Objectif: Dans le texte ci-dessous, reprends sous forme de liste le paragraphe qui commence par « L’édition en ligne de notre symposium annuel », en conservant ses faits principaux.

Texte:
========
« Nous pouvons et devons agir maintenant! »

Par

Florian Blumer, Biovision

De la ferme à la table: tout le monde doit contribuer au changement. Un point de vue partagé à notre forum annuel par l’activiste Dominik Waser, la conseillère aux États Maya Graf, la cheffe Rebecca Clopath et directeur de l’OFAG Christian Hofer.
Screenshot Online-Podium forum Kurswechsel
Discussion animée et surprenante unanimité à la table ronde Zoom du forum KURSWECHSEL.

L’activiste du mouvement Agriculture du Futur (soutenu notamment par Biovision) Dominik Waser a eu la formule la plus lapidaire: « Si nous continuons ainsi, nous sommes bientôt finis ». Mais son point de vue n’était pas marginal au débat organisé en ligne par Biovision fin novembre. « Nous pouvons et devons agir maintenant », a averti Maya Graf, membre du conseil de fondation de Biovision; « Nous avons déjà perdu trop de temps », a ajouté Hans Herren, président de Biovision et coordinateur de l’IAASTD, connus sous le nom de Rapport mondial sur l’agriculture en 2009.

L’édition en ligne de notre symposium annuel proposait un débat très animé intitutlé « Comment pavenir à un système agro-alimentaire durable ? ». Il réunissait Dominik Waser, la cheffe-agricultrice grisonne Rebecca Clopath, la conseillère aux États Maya Graf et Christian Hofer, directeur de l’Office fédéral de l’agriculture (OFAG). La question centrale était de savoir ce que nous pouvons faire en Suisse pour mener la transition urgente et nécessaire vers un système alimentaire qui réponde aux défis écologiques, économiques et sociaux.
========
Données fournies:
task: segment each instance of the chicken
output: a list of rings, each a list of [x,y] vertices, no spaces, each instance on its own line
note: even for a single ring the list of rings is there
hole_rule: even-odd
========
Réponse:
- Événement : un débat très animé lors de l’édition en ligne du symposium annuel, sur la manière d’arriver à un système agro-alimentaire durable.
- Participants :
  - Dominik Waser
  - Rebecca Clopath, cheffe-agricultrice grisonne
  - Maya Graf, conseillère aux États
  - Christian Hofer, directeur de l’Office fédéral de l’agriculture (OFAG)
- Question centrale : ce que l’on peut faire en Suisse pour mener la transition urgente et nécessaire vers un système alimentaire qui réponde aux défis écologiques, économiques et sociaux.